* What the task asks
Rewrite every item below, changing "marker" to "point" wherever it appears and keeping everything else the same. Leave the pictures out of your answer.

══ Information provided ══

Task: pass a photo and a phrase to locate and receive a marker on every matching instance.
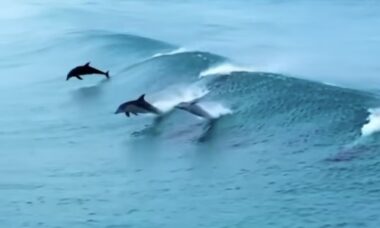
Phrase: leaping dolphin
(85, 70)
(137, 106)
(194, 108)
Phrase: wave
(225, 68)
(373, 125)
(174, 95)
(262, 104)
(173, 52)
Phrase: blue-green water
(293, 84)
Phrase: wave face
(280, 152)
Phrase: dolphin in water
(194, 108)
(85, 70)
(137, 106)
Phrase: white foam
(225, 68)
(173, 52)
(215, 109)
(175, 95)
(373, 124)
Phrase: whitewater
(293, 87)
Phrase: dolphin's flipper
(107, 74)
(141, 98)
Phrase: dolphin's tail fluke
(107, 74)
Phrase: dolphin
(137, 106)
(194, 108)
(85, 70)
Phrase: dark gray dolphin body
(137, 106)
(194, 108)
(85, 70)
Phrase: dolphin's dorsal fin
(141, 98)
(195, 101)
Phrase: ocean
(293, 87)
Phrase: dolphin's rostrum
(137, 106)
(85, 70)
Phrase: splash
(173, 52)
(226, 68)
(215, 109)
(177, 94)
(373, 124)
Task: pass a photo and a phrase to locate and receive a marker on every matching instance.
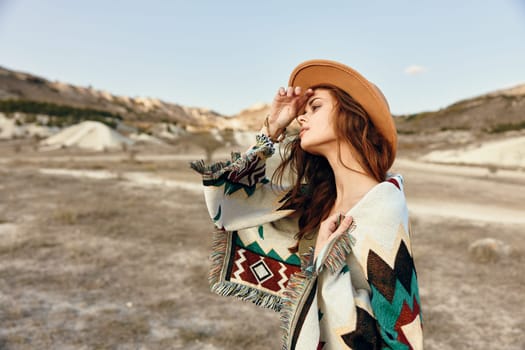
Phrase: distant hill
(24, 89)
(495, 112)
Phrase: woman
(332, 251)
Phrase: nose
(301, 118)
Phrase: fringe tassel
(340, 250)
(263, 149)
(219, 286)
(297, 287)
(212, 171)
(258, 297)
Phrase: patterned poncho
(360, 293)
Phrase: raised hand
(285, 107)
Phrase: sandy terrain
(109, 252)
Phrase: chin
(309, 148)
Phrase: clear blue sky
(227, 55)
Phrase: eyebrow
(312, 101)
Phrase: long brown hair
(313, 191)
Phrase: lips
(303, 130)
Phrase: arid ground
(115, 256)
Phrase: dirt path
(121, 263)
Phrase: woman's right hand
(285, 107)
(331, 228)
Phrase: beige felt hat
(318, 72)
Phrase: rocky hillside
(495, 112)
(23, 90)
(491, 113)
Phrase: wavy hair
(313, 190)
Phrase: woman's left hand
(329, 230)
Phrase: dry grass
(100, 264)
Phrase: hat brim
(318, 72)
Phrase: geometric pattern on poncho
(394, 288)
(253, 267)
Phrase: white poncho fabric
(360, 293)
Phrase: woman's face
(317, 123)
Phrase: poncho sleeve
(238, 194)
(250, 258)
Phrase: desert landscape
(109, 249)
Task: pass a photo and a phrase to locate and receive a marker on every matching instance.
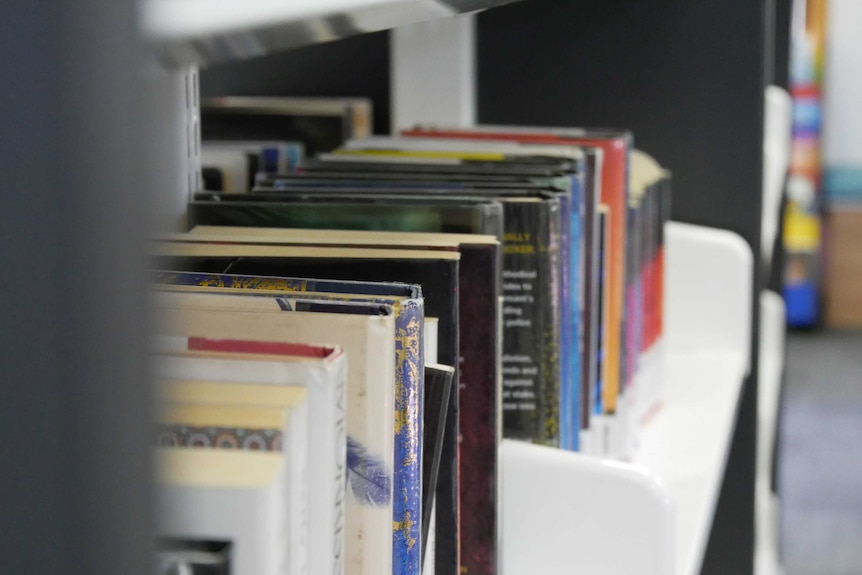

═══

* In response
Task: pass a photo and a phrase to locate and receive a point on every matching instance.
Phrase: leaping dolphin
(85, 70)
(137, 106)
(194, 108)
Phrase: wave
(225, 68)
(373, 125)
(174, 95)
(262, 104)
(173, 52)
Phrase: blue-green water
(293, 84)
Phrase: wave face
(280, 152)
Phrase: dolphin in water
(194, 108)
(85, 70)
(137, 106)
Phrase: white foam
(225, 68)
(173, 52)
(215, 109)
(175, 95)
(373, 124)
Phrase: whitewater
(293, 87)
Phrase: dolphin's flipper
(107, 74)
(141, 98)
Phrase: dolphin's tail fluke
(107, 74)
Phrase: dolphin
(137, 106)
(194, 108)
(85, 70)
Phrase: dark gray dolphin body
(137, 106)
(194, 108)
(85, 70)
Phrase: dolphin's dorsal fin
(141, 98)
(195, 101)
Phrase: ocean
(293, 87)
Phrase: dolphin's rostrum
(137, 106)
(85, 70)
Phrase: splash
(173, 52)
(226, 68)
(215, 109)
(177, 94)
(373, 124)
Task: pass a photo and a phrase to locate and receive a point on every matching instance.
Phrase: distant hill
(24, 89)
(495, 112)
Phrase: woman
(332, 251)
Phrase: nose
(301, 118)
Phrase: fringe tassel
(340, 250)
(263, 149)
(219, 286)
(297, 287)
(212, 171)
(258, 297)
Phrase: patterned poncho
(360, 293)
Phrase: raised hand
(285, 107)
Phrase: sandy terrain
(109, 252)
Phrase: chin
(309, 148)
Phrase: clear blue sky
(227, 55)
Phrase: eyebrow
(312, 101)
Phrase: long brown hair
(313, 191)
Phrase: lips
(303, 130)
Phrase: arid ground
(115, 256)
Phrase: dirt path
(121, 263)
Phrase: woman's right hand
(285, 107)
(331, 228)
Phrase: beige felt hat
(318, 72)
Phrase: rocky hillside
(495, 112)
(23, 90)
(491, 113)
Phrase: wavy hair
(313, 190)
Phrase: woman's left hand
(329, 230)
Phrase: dry grass
(100, 264)
Phrase: hat brim
(318, 72)
Phrase: geometric pattern on poncho
(394, 288)
(253, 267)
Phrase: white poncho fabric
(360, 293)
Phrase: woman's face
(317, 123)
Phrase: poncho sleeve
(238, 194)
(250, 258)
Phrase: desert landscape
(109, 249)
Task: pass a photo and a phrase to locate and receive a point on every matching instance.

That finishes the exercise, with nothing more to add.